### [Exercise]
Decide whether each statement agrees with the passage on the Savannah stucco house. Answer yes or no and quote the words from the passage that settle it.
1. The house stands on the corner of Battey and 46th streets.
2. Williams writes on the sidewalk in blue chalk.
3. Williams takes off his helmet before he starts writing.

### [Excerpt provided]
☆ ☆ ☆ ☆

The sand-colored, stucco home sports a pool that might be the envy of Savannah’s Chatham Crescent neighborhood, cool water beckoning in the Lowcountry heat. Today, three bicyclists have stopped to admire the property—and share a bit about its history.
John Bennett, Nick Palumbo, and Robin Williams hop off their bikes at the property on the corner of Battey and 46th streets, and Williams, still wearing his helmet, bends over and writes on the sidewalk with a piece of chalk.
PRAIRIE STYLE + ENGLISH ARTS & CRAFTS, he scrawls in neon orange. Williams is the chair of architectural history at Savannah College of Art and Design, and he knows the homes of Savannah well. He keeps scribbling.
Located at 301 East 46th Street, the rough-cast-stucco home has a “generous,” open porch designed to “take in nature,” echoing early-20th-century houses designed by Frank Lloyd Wright, Williams explains as he writes. “Crazy-big” picture windows and a wide front door greet passersby. The structure blends English arts-and-crafts, American craftsman, and prairie-style designs—three related movements.

☆ ☆ ☆ ☆

### [Material shown]

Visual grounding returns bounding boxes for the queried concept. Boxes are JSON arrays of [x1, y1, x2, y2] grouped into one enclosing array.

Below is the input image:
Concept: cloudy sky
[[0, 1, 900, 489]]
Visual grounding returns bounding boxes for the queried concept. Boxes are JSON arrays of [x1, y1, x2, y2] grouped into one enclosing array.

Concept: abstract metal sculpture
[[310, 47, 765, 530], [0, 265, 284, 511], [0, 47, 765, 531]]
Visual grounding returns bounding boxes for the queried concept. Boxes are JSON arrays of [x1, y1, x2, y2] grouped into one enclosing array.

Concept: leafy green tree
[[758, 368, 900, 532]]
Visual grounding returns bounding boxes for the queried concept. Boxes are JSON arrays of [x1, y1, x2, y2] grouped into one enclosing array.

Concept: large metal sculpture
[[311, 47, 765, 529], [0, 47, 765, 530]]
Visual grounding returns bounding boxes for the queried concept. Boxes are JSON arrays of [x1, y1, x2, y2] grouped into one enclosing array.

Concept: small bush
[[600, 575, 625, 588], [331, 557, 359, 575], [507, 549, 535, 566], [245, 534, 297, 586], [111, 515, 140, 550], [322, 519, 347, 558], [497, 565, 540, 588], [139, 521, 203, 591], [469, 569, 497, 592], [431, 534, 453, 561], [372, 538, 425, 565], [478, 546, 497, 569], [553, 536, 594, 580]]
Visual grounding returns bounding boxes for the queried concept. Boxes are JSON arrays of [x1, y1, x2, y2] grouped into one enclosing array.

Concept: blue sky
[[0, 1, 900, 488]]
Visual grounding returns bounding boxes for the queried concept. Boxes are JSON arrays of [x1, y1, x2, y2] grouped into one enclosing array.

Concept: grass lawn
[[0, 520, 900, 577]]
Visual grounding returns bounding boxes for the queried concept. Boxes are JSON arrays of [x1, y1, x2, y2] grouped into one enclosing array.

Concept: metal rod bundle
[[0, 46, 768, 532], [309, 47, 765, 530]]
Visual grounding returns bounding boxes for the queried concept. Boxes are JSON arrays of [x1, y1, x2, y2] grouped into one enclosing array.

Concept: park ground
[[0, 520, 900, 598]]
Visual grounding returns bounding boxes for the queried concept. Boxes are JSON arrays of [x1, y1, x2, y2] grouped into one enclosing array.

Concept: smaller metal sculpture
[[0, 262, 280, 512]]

☆ ☆ ☆ ☆

### [Output]
1. Yes: "the property on the corner of Battey and 46th streets"
2. No: "he scrawls in neon orange"
3. No: "still wearing his helmet"